▸ **GIVEN TEXT**:
::::
[v2] x86: make VPTERNLOG* usable on less than 512-bit operands with just AVX512F
Checks
Commit Message
There's no reason to constrain this to AVX512VL, unless instructed so by
-mprefer-vector-width=, as the wider operation is unusable for more
narrow operands only when the possible memory source is a non-broadcast
one. This way even the scalar copysign<mode>3 can benefit from the
operation being a single-insn one (leaving aside moves which the
compiler decides to insert for unclear reasons, and leaving aside the
fact that bcst_mem_operand() is too restrictive for broadcast to be
embedded right into VPTERNLOG*).
Along with this also request value duplication in
ix86_expand_copysign()'s call to ix86_build_signbit_mask(), eliminating
excess space allocation in .rodata.*, filled with zeros which are never
read.
::::
▸ **DIRECTION A**: According to the commit message, what does requesting value duplication in ix86_expand_copysign()'s call to ix86_build_signbit_mask() eliminate?
▸ **DIRECTION B**: Reproduce the portion of the commit message starting at "[v2] x86: make" and ending at "right into VPTERNLOG*).".
▸ **DIRECTION C**: Explain why the commit message holds that VPTERNLOG* need not be constrained to AVX512VL.
The items bear no relation to the commit message.
::::
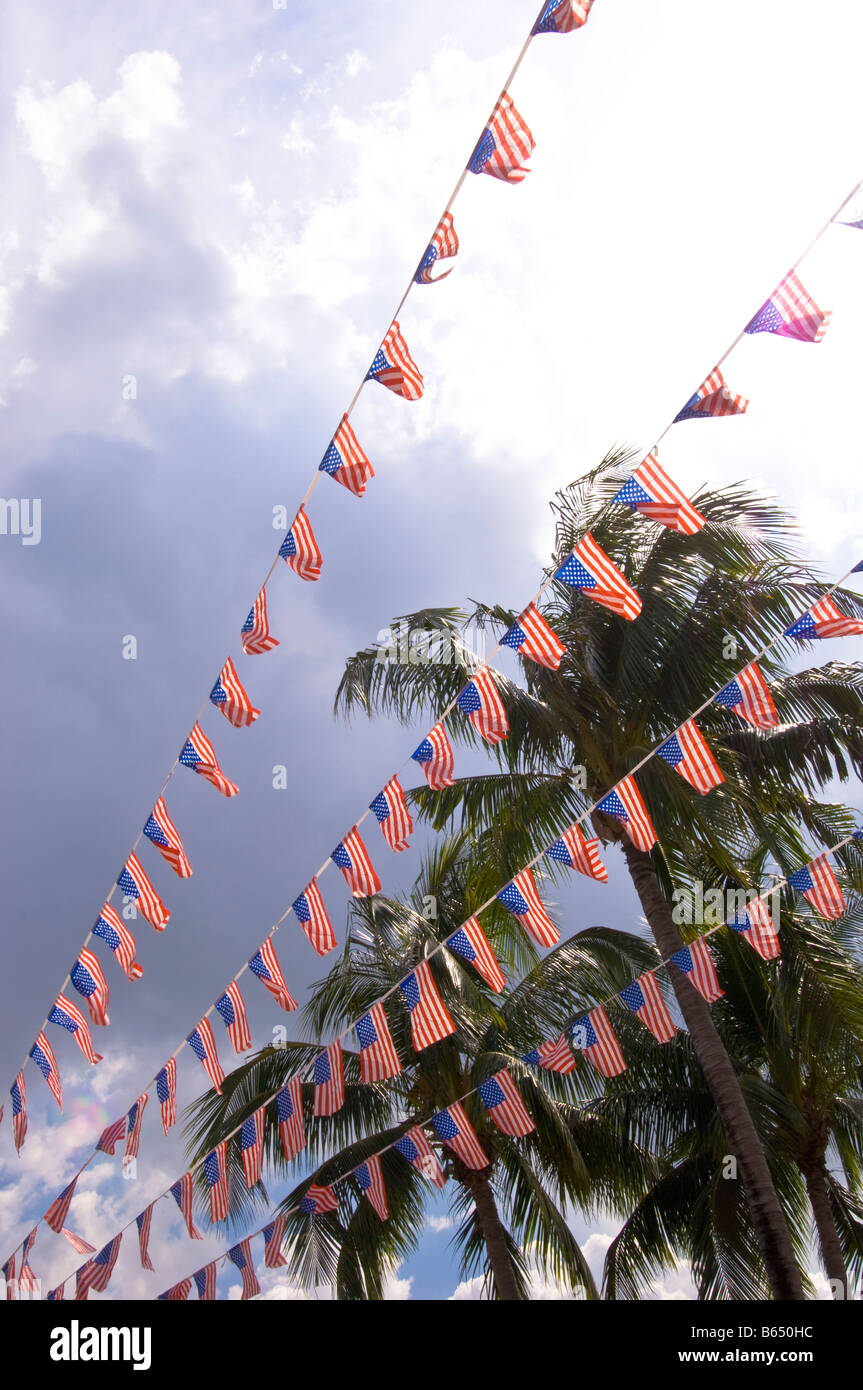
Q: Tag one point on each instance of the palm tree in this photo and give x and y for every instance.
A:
(708, 599)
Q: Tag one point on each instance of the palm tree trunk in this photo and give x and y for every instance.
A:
(815, 1175)
(767, 1218)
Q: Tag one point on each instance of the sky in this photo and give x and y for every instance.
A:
(210, 217)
::::
▸ **FINAL ANSWER A**: It eliminates excess space allocation in .rodata.*, filled with zeros that are never read.

▸ **FINAL ANSWER B**:
[v2] x86: make VPTERNLOG* usable on less than 512-bit operands with just AVX512F
Checks
Commit Message
There's no reason to constrain this to AVX512VL, unless instructed so by
-mprefer-vector-width=, as the wider operation is unusable for more
narrow operands only when the possible memory source is a non-broadcast
one. This way even the scalar copysign<mode>3 can benefit from the
operation being a single-insn one (leaving aside moves which the
compiler decides to insert for unclear reasons, and leaving aside the
fact that bcst_mem_operand() is too restrictive for broadcast to be
embedded right into VPTERNLOG*).

▸ **FINAL ANSWER C**: The wider operation is unusable for narrower operands only when the possible memory source is a non-broadcast one. Therefore, apart from cases in which -mprefer-vector-width= instructs otherwise, there is no reason to restrict it to AVX512VL.